Tarefa a realizar
Devolva na íntegra o trecho do diálogo entre Sócrates e Trasímaco, sem qualquer alteração.

Texto extraído
++++++++++
Pois, então – segue Sócrates: Trasímaco! Responde-nos desde o começo: afirmas que a perfeita injustiça é útil que a perfeita justiça?
- É precisamente isto que em afirmo e dei as minhas razões.
- Vamos lá, como qualificas essas coisas? Dás a uma delas o nome de virtude; e à outra o de vicio?
- Como não?
- Portanto, à justiça chamas virtude, e a injustiuça, vício?
- É natural, meu caríssimo amigo: não há dúvida uma vez que afirmo que a injustiça é proveitosa, ao passo que a justiça, não.
- O que queres dizer, não o ignoro. Mas o que me surpreende é que tu coloques a injustiça no grupo de virtude e da sabedoria; e a justiça no grupo contrário.
- É assim mesmo que entendo. O injusto é bom e o justo não é uma coisa nem outra.
++++++++++
Dados fornecidos
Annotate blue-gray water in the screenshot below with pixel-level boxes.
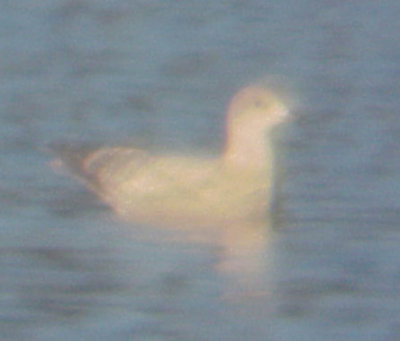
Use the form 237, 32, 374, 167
0, 0, 400, 341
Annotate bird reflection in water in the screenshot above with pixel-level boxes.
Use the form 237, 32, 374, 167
52, 81, 289, 295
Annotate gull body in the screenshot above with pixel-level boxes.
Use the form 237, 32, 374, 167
54, 86, 288, 226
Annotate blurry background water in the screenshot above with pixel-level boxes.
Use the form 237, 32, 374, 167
0, 0, 400, 341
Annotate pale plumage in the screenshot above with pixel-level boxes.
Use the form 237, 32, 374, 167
54, 86, 288, 225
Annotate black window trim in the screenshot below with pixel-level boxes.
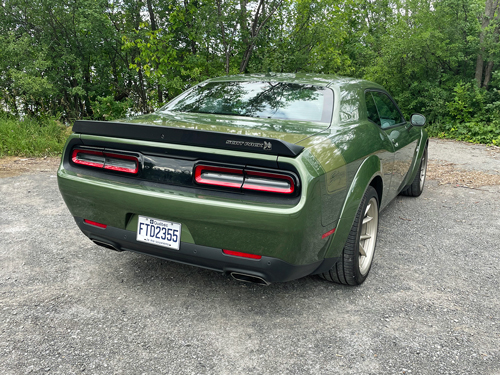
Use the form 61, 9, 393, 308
365, 88, 408, 130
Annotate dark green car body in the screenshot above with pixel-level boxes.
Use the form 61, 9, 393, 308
57, 74, 428, 283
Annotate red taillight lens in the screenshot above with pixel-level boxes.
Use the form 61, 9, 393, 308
71, 148, 139, 174
71, 149, 104, 168
194, 165, 295, 194
321, 228, 335, 239
104, 152, 139, 174
222, 249, 262, 259
194, 165, 243, 189
242, 171, 295, 194
83, 219, 107, 229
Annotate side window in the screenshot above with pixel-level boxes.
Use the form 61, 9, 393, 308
365, 92, 381, 126
371, 91, 404, 129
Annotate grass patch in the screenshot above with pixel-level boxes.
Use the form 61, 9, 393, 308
0, 116, 71, 157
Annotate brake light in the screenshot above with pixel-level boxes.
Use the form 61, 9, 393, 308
194, 165, 295, 194
321, 228, 335, 239
71, 148, 139, 174
242, 171, 295, 194
194, 165, 243, 189
222, 249, 262, 259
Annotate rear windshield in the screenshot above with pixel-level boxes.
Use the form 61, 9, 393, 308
162, 82, 333, 124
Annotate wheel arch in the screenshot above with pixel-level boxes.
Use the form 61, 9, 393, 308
325, 155, 383, 258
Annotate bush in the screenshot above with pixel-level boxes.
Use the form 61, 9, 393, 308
427, 119, 500, 146
0, 114, 71, 157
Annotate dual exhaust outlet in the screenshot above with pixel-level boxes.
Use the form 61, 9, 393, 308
91, 238, 270, 285
231, 272, 270, 285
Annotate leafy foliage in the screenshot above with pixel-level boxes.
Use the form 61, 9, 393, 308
0, 0, 500, 143
0, 115, 71, 156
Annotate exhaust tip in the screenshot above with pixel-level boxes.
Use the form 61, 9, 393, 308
90, 238, 123, 252
231, 272, 270, 285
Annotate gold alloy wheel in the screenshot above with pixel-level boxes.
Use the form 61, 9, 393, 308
359, 197, 378, 276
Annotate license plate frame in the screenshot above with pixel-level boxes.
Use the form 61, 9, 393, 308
136, 215, 182, 250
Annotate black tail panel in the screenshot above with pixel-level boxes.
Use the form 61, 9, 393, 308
73, 121, 304, 157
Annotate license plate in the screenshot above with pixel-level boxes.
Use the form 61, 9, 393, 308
136, 216, 181, 250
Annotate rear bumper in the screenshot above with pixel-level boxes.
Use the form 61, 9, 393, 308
75, 217, 336, 283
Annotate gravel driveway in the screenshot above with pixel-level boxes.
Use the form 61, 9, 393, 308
0, 140, 500, 375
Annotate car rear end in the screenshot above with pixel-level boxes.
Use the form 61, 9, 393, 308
58, 122, 330, 283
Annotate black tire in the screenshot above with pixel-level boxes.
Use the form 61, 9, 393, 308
320, 186, 379, 285
400, 147, 427, 197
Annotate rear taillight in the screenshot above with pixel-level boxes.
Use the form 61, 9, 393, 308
194, 165, 296, 194
71, 148, 139, 174
242, 171, 295, 194
194, 165, 243, 189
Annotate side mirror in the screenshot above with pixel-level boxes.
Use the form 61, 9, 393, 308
410, 113, 425, 126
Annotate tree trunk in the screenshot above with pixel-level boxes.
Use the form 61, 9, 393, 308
475, 0, 500, 87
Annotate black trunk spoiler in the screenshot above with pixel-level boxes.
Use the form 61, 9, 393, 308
73, 120, 304, 157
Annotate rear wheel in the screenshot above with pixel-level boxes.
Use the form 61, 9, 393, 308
401, 147, 427, 197
320, 186, 379, 285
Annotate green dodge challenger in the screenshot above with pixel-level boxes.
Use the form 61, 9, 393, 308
57, 74, 428, 285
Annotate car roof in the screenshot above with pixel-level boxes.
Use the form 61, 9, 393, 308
205, 73, 383, 90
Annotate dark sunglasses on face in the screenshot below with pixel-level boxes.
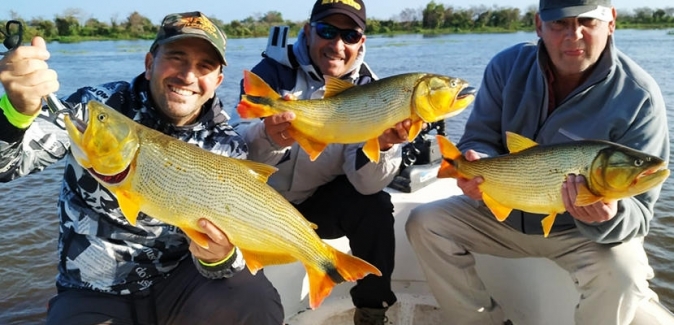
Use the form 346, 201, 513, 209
311, 21, 363, 44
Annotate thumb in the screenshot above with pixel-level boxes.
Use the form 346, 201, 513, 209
30, 36, 50, 60
30, 36, 47, 50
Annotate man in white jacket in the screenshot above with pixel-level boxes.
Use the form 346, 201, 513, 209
232, 0, 410, 324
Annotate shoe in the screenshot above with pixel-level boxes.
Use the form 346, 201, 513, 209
353, 308, 388, 325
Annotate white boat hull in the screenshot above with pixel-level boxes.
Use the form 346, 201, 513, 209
265, 179, 674, 325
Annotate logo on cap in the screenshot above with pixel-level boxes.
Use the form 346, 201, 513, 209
321, 0, 361, 10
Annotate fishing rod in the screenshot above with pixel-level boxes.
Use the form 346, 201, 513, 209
0, 20, 71, 114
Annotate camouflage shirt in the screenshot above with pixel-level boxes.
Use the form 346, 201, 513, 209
0, 74, 248, 294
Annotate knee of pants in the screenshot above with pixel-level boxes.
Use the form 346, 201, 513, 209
576, 248, 653, 294
354, 191, 394, 225
405, 205, 435, 241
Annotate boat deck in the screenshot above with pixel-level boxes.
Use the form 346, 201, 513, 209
265, 179, 674, 325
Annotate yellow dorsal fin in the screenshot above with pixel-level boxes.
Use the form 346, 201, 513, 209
482, 193, 513, 222
288, 126, 328, 161
363, 138, 380, 163
435, 135, 461, 160
506, 131, 538, 153
243, 70, 281, 99
178, 225, 208, 249
239, 247, 297, 275
115, 190, 141, 226
407, 120, 424, 142
541, 212, 557, 238
573, 186, 602, 207
236, 160, 278, 183
323, 76, 355, 98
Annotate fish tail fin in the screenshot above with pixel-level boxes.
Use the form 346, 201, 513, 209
236, 95, 274, 119
436, 135, 461, 178
335, 250, 381, 282
236, 70, 281, 119
305, 248, 381, 309
306, 267, 337, 309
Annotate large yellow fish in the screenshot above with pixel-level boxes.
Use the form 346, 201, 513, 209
65, 101, 381, 308
237, 71, 475, 162
437, 132, 669, 237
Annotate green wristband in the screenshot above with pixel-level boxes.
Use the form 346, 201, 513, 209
197, 247, 236, 267
0, 94, 40, 129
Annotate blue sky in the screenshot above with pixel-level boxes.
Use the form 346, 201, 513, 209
0, 0, 674, 24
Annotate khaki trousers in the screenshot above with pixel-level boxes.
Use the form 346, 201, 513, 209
405, 195, 657, 325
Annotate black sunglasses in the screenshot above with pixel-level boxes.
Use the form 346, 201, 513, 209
311, 21, 363, 44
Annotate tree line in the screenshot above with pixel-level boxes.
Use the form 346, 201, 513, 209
0, 1, 674, 42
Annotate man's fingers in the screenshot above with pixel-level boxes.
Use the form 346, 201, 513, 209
30, 36, 47, 50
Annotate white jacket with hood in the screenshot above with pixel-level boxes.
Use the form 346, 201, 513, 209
235, 27, 402, 204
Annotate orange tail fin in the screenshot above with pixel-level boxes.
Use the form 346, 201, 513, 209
436, 135, 461, 178
236, 70, 281, 119
305, 249, 381, 309
236, 95, 274, 119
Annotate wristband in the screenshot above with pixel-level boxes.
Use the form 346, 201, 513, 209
0, 94, 40, 129
197, 247, 236, 267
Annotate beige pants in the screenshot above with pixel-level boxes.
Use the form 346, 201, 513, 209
405, 196, 657, 325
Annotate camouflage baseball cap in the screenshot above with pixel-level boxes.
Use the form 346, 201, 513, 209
150, 11, 227, 65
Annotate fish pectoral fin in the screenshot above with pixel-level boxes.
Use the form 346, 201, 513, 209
323, 76, 356, 98
305, 264, 335, 309
236, 159, 278, 183
573, 186, 602, 207
115, 191, 141, 226
363, 138, 380, 163
288, 129, 328, 161
407, 120, 424, 142
243, 70, 281, 99
506, 131, 538, 153
333, 249, 381, 282
541, 212, 557, 238
482, 193, 513, 222
435, 135, 461, 160
239, 247, 297, 275
178, 226, 209, 248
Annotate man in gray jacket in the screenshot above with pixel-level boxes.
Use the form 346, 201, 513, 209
237, 0, 410, 324
406, 0, 669, 325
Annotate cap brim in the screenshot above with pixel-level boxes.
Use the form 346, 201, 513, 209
312, 8, 365, 31
150, 34, 227, 66
539, 6, 613, 21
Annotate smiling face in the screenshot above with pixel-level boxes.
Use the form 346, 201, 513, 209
304, 14, 365, 77
145, 37, 224, 125
536, 9, 616, 77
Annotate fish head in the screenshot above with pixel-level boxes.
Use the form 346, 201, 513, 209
412, 74, 476, 122
588, 144, 670, 199
65, 101, 139, 180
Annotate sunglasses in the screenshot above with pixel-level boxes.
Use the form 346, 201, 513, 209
311, 21, 363, 44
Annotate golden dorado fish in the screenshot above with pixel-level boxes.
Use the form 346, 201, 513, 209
437, 132, 669, 237
237, 71, 475, 162
65, 101, 381, 308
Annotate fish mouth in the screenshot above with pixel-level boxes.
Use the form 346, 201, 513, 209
456, 86, 477, 100
68, 114, 87, 134
634, 162, 669, 182
87, 165, 131, 184
445, 86, 477, 110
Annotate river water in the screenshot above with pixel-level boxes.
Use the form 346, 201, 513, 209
0, 30, 674, 324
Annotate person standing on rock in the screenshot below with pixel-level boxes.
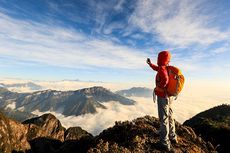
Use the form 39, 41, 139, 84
146, 51, 177, 151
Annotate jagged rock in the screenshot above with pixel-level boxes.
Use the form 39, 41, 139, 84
65, 127, 93, 141
184, 104, 230, 153
0, 114, 215, 153
0, 113, 31, 153
23, 114, 65, 141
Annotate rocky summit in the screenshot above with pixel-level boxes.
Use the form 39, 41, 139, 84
0, 111, 215, 153
184, 104, 230, 153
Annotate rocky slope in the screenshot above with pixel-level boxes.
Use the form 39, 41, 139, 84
0, 114, 214, 153
116, 87, 153, 98
0, 87, 135, 116
184, 105, 230, 153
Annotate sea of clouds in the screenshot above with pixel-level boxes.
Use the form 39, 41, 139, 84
33, 95, 230, 135
1, 80, 230, 135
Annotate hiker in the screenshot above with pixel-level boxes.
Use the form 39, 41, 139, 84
146, 51, 177, 151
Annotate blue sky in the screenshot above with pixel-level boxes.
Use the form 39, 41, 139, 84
0, 0, 230, 83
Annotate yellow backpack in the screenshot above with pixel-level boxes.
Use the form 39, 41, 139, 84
167, 66, 185, 96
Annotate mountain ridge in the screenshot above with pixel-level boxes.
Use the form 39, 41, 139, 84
115, 87, 153, 98
0, 86, 135, 116
0, 113, 215, 153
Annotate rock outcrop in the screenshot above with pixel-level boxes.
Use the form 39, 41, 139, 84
184, 105, 230, 153
0, 114, 215, 153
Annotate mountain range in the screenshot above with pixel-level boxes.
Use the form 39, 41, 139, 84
116, 87, 153, 98
0, 113, 215, 153
0, 82, 43, 91
0, 87, 135, 116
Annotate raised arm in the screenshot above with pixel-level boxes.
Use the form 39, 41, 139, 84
146, 58, 158, 71
158, 66, 169, 88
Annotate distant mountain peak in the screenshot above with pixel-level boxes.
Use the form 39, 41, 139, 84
0, 113, 215, 153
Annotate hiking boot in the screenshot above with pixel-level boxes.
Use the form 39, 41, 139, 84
156, 141, 171, 152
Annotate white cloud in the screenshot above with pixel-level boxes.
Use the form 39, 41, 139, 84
33, 90, 230, 135
0, 13, 146, 69
130, 0, 229, 46
6, 102, 16, 109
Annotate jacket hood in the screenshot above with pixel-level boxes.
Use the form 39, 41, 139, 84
157, 51, 171, 66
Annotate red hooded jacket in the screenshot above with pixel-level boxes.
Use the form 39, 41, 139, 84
150, 51, 171, 98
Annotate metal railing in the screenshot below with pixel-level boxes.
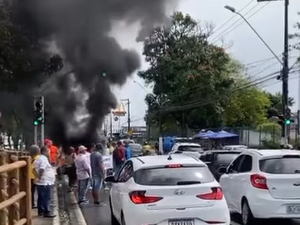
++++++++++
Resultado da tarefa
Pois, então – segue Sócrates: Trasímaco! Responde-nos desde o começo: afirmas que a perfeita injustiça é útil que a perfeita justiça?
- É precisamente isto que em afirmo e dei as minhas razões.
- Vamos lá, como qualificas essas coisas? Dás a uma delas o nome de virtude; e à outra o de vicio?
- Como não?
- Portanto, à justiça chamas virtude, e a injustiuça, vício?
- É natural, meu caríssimo amigo: não há dúvida uma vez que afirmo que a injustiça é proveitosa, ao passo que a justiça, não.
- O que queres dizer, não o ignoro. Mas o que me surpreende é que tu coloques a injustiça no grupo de virtude e da sabedoria; e a justiça no grupo contrário.
- É assim mesmo que entendo. O injusto é bom e o justo não é uma coisa nem outra.